Ángel Rodríguez Hernández (Benavente, 71 años) disfruta de la jubilación anticipada para seguir con los mismos horarios al frente del pub que abrió el 11 de enero de 1982 y que ahora regentea en solitario, el Borrachín. Leonés emigrado para estudiar Medicina, la vida universitaria le llevó a la hostelería. Está casado con Chefi Álvarez y tiene dos hijos, Alfredo y Guillermo.

La mirada de Jerónimo Granda sigue cayendo desde cualquier ángulo sobre cada uno de los parroquianos como si fuera una «Monna lisa» barbada en la foto que algunos clientes confunden con un retrato de juventud del dueño pero que ilustró la portada del disco «Un kilo de versos» del cantautor ovetense el mismo año que Ángel Rodríguez abrió el Borrachín en la calle Telesforo Cuevas. Uno tras otro han pasado 42 años, el corcho donde se acumulan fotos de clientes amigos acumula tantas bajas que ya nadie quiere que le pongan en la chincheta, su socio durante 36 años colgó los trastos hace seis, pero Ángel, como la mirada de Jerónimo, no se baja. «¿Que me voy a dedicar, a pasear? Desde los 16 años viví de noche, mientras el cuerpo aguante…».

«¡Angelín, bájate de ahí!» era lo que le repetía su madre, Amalia Hernández, cuando trasteaba encaramado a una pila de madera en la serrería de su padre, un maestro de actitud inquieta que había cogido aquel negocio en Villaobispo de Las Regueras después de dejar la dirección del Banco Central de Benavente. Su infancia, hasta los 15 años, discurrió entre la madera, el fútbol y los corros de lucha leonesa en Boñar o La Vecilla. Pero a aquel campeón juvenil de porte atlético que también salía a la codorniz, la perdiz o al conejo con los cazadores de la zona y que llegó a ahorrar para hacerse con una Aguirre y Aranzábal en condiciones, le cambió la vida el viaje a Oviedo para estudiar Medicina.

Llegó con una beca-salario de 90.000 pesetas pero el buen estudiante que era chocó contra una asignatura de Química que le impidió pasar del curso selectivo a segundo. Ese suspenso le dejó al curso siguiente con solo una materia de la que preocuparse y un amplio programa de actividades que la vida del colegio San Gregorio le ofrecía. Capitaneados por el veterano Marcial Fernández, no solo hicieron todos los deportes posibles del CAU. También se recorrían el cuadrilátero de bares de la zona: partida de tute en el Mesón del Estudiante (Aramburu con González Besada), vino en el Mesón de Sancho calle arriba y remate en el Arizona, pegado a Pedro Masaveu. Allí, con la Química atravesada, y como el rector Virgili tardase dos años más en aprobársela, viviría noches memorables en las que Michi, el dueño, le dejaba quedarse a ver las partidas que concentraban a profesionales de las provincias vecinas, maletines con millones de pesetas, apuestas fuertes hasta las nueve de la mañana y aquel amanecer en que uno de aquellos le metió un billete de 10.000 en el bolsillo de la camisa: «¡Chavalín, me diste suerte!».

MATERIAL PROPORCIONADO →
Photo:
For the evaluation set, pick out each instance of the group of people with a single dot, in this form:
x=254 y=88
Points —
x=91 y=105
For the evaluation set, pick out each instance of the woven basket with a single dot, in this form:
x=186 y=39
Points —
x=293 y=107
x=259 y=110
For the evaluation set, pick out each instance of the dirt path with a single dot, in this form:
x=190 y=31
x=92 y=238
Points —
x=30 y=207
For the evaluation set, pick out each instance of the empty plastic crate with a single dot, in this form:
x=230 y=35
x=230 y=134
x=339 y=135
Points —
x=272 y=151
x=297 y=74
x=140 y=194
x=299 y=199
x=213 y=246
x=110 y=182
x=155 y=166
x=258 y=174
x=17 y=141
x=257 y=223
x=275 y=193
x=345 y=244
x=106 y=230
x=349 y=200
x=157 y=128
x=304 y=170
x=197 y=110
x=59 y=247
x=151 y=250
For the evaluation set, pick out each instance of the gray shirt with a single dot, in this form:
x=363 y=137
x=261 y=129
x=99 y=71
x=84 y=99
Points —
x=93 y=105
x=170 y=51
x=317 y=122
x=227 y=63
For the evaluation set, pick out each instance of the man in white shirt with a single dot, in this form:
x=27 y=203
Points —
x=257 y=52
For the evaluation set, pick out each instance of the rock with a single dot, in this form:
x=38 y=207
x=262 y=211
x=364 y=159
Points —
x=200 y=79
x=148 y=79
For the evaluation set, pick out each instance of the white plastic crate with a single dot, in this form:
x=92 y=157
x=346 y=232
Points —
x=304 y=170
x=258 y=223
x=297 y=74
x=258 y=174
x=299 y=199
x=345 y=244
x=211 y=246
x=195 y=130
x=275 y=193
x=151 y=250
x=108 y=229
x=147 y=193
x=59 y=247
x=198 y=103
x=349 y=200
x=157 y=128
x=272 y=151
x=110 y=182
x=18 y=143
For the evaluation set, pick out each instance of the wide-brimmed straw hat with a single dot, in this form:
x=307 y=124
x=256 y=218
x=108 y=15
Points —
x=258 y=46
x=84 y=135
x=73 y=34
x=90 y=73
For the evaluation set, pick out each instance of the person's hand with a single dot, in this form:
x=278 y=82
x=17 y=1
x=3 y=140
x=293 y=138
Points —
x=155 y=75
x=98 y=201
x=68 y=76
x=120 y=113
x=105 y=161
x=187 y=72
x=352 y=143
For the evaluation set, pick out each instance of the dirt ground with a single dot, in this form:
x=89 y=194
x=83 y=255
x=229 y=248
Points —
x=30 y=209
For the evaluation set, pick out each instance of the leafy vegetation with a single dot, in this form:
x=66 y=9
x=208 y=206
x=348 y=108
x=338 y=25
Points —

--

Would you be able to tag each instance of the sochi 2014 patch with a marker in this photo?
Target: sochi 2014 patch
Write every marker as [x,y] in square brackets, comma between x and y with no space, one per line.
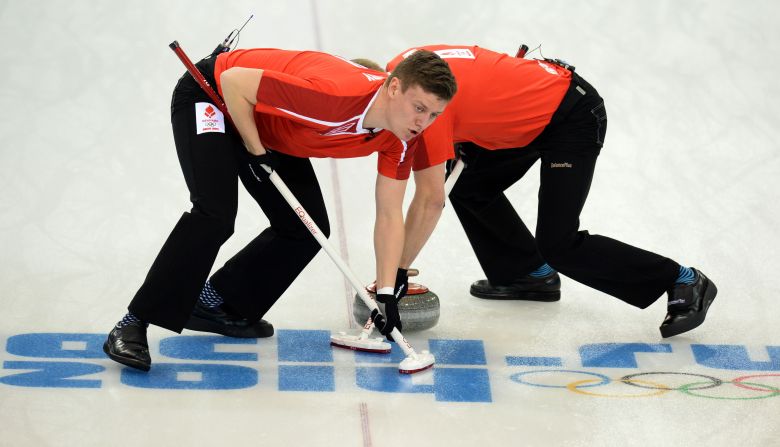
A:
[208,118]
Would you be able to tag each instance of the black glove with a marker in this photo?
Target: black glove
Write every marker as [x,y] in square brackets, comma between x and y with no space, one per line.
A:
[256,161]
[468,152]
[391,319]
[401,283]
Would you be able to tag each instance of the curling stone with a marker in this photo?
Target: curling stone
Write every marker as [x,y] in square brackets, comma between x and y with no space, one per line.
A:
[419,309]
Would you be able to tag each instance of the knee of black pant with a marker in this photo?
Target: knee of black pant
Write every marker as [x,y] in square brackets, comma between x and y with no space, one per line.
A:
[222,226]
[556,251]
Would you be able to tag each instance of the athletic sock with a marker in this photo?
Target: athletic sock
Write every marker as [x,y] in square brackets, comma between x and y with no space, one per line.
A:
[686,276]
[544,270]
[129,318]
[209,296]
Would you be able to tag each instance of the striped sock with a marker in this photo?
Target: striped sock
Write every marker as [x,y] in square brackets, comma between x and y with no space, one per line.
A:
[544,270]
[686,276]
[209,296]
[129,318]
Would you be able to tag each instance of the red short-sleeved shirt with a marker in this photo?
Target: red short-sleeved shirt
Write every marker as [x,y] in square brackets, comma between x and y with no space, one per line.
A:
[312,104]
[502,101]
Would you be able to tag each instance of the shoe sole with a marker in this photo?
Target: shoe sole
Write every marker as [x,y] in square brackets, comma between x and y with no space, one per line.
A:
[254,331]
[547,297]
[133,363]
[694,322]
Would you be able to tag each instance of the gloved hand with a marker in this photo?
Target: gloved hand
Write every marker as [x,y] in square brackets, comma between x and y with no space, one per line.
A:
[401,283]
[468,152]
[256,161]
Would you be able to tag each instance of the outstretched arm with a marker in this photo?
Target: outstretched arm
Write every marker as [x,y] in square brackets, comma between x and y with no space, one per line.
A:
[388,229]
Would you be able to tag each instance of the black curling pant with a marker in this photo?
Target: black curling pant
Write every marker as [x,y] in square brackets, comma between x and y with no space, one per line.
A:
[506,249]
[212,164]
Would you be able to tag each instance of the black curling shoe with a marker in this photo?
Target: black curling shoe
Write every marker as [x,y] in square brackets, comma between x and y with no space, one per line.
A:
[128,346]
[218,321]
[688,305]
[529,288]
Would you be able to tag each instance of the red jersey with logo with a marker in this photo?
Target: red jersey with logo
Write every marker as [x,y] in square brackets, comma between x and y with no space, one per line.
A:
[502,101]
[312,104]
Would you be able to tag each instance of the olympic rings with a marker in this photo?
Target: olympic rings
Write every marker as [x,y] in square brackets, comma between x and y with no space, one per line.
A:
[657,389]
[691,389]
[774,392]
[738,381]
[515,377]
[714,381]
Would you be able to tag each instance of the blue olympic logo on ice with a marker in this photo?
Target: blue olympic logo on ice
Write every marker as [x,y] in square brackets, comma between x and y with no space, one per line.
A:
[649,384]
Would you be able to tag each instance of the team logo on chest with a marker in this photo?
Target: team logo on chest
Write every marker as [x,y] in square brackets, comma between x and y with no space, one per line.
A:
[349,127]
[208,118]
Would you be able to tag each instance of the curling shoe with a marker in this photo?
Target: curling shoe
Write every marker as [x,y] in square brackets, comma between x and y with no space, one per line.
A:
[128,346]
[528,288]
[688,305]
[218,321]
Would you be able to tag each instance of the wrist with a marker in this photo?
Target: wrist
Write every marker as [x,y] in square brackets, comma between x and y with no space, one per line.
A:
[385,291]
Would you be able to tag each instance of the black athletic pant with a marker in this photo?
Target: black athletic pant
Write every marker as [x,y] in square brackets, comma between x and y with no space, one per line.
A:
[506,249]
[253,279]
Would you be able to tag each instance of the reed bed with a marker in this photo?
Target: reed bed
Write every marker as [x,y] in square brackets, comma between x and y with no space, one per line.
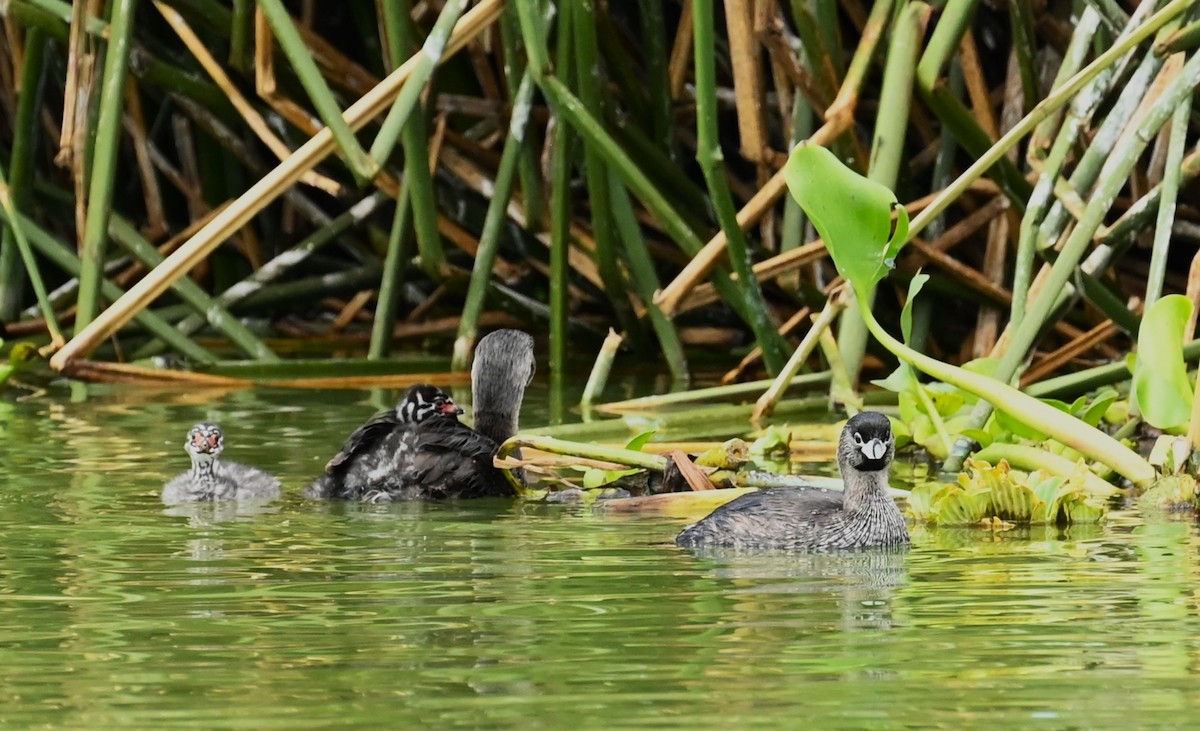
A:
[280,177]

---

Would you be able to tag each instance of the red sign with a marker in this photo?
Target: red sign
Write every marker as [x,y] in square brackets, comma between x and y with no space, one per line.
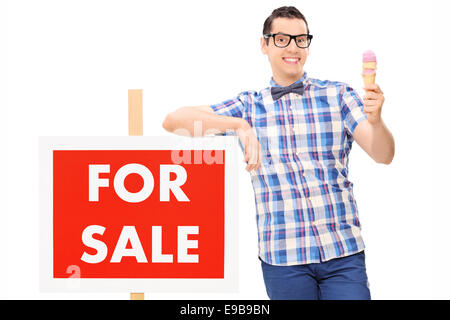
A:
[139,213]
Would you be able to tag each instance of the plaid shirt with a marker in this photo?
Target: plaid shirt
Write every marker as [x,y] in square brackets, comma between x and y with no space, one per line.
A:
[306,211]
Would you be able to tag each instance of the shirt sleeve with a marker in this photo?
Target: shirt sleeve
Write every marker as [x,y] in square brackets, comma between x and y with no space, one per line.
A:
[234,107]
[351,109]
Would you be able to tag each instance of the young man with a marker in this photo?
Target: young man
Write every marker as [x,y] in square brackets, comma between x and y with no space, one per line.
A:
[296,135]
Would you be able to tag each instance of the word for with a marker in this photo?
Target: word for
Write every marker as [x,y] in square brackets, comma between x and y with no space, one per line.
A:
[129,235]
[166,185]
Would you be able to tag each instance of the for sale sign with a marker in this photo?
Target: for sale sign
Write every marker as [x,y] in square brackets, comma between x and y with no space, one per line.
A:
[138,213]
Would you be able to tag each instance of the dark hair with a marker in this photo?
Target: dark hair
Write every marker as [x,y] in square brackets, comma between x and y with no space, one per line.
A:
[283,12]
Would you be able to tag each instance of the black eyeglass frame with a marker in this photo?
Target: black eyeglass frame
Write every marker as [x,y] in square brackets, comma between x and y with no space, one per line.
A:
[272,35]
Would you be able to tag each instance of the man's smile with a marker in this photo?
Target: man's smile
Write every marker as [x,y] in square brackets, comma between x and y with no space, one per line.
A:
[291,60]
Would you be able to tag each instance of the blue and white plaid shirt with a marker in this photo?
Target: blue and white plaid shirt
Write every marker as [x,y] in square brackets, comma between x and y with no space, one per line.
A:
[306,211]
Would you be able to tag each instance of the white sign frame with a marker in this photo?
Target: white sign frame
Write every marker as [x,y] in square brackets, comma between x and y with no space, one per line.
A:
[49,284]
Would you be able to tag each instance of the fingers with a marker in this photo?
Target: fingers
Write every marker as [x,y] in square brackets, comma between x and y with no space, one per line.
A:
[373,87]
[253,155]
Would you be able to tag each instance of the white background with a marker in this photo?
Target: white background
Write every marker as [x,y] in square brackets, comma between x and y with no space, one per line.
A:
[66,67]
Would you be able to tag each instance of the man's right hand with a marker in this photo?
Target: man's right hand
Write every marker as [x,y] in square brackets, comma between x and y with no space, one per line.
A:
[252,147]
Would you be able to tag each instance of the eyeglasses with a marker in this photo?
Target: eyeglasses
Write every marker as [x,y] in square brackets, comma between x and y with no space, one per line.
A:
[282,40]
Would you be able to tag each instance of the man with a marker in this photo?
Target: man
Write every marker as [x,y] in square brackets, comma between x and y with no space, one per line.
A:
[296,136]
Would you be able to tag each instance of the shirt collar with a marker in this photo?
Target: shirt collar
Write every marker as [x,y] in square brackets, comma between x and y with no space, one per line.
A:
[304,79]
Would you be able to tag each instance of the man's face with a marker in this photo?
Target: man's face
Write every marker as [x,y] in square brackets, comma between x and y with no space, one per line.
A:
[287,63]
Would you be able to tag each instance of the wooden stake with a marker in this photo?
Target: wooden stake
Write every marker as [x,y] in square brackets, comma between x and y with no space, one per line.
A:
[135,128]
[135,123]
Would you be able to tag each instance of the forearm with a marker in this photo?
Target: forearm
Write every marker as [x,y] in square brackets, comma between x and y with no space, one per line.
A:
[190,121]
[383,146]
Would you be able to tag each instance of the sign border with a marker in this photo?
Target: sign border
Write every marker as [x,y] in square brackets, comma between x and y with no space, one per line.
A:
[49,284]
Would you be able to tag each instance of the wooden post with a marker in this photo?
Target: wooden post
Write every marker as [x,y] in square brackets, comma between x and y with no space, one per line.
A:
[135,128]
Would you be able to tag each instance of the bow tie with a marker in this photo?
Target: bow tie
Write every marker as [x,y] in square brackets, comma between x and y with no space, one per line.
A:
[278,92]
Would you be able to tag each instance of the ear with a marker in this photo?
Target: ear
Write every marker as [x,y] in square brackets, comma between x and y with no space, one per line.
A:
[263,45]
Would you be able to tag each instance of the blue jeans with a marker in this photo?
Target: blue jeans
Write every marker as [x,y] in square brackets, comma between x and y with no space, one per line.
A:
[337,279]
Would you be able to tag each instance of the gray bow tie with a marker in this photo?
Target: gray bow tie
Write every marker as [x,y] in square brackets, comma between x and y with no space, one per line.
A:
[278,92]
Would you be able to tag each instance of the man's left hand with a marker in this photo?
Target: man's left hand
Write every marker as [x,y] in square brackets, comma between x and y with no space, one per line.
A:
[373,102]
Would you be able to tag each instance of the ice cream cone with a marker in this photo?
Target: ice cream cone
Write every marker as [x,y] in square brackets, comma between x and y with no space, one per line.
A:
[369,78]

QUÉ HACER →
[1] Resume en dos oraciones el texto sobre Ángel Rodríguez.
[2] Prosigue, por favor, el texto sobre Ángel Rodríguez desde donde termina.
Las entradas no hacen falta para resolver nada.

RESPUESTAS →
[1] Ángel Rodríguez Hernández, nacido en Benavente y de 71 años, sigue jubilado al frente del Borrachín, el pub que abrió el 11 de enero de 1982 en la calle Telesforo Cuevas y que ahora lleva en solitario. Tras una infancia entre la serrería de su padre, el fútbol y la lucha leonesa, se fue a Oviedo a estudiar Medicina, donde un suspenso en Química le dejó tiempo para los deportes y las noches en los bares de la zona.

[2]
La Medicina fue una carrera de obstáculos mientras el mundo de la hostelería se empezó a abrir ante él con el proyecto piloto de El Camaleón, un local de verano en Villahormes que puso su amigo Toni y donde Chus Quirós decidió que la cueva natural que iban a utilizar de almacén fuese el bar y la casa, el almacén. En la piedra instalaron el equipo. Jerónimo Granda daba dos pases y entre uno y otro el espectáculo lo ponía Ángel, escalando ocho metros por la piedra para conectar la música. «Era un DJ de altura, estaban todos mirando a ver si me pegaba un castañazo».

En el curso 1981-82 concluyó que por más asignaturas que había ido sacando, le quedaban cinco morlacos –Anatomía II, Pediatría, Médica II, Trauma y Gine– y ninguna gana de seguir estudiando. «Nunca lo iba a acabar, decidí cortar por lo sano». Se puso de socio con Silverio y el resto de hermanos Blanco (Pucho y Javier) y el 11 de enero de 1982 abrió el Borrachín con unas tarjetas que les había dibujado Iván el bailarín, vecino del barrio, diseño de bar ibicenco inspirado en El Chaquetón y toda la calle petada. Aquel éxito ha seguido repitiéndose de una u otra forma y en otra escala. Todos aquellos colegas médicos se hicieron mayores con el local y desde la pandemia también viene mucho público adolescente. Nietos de sus clientes. Ángel atiende a todos con la misma tranquilidad rotunda de siempre, contento y acostumbrado a su rutina: «Al vermú, los jubilados; por la tarde, los estorninos; por la noche, los profesionales». No falla.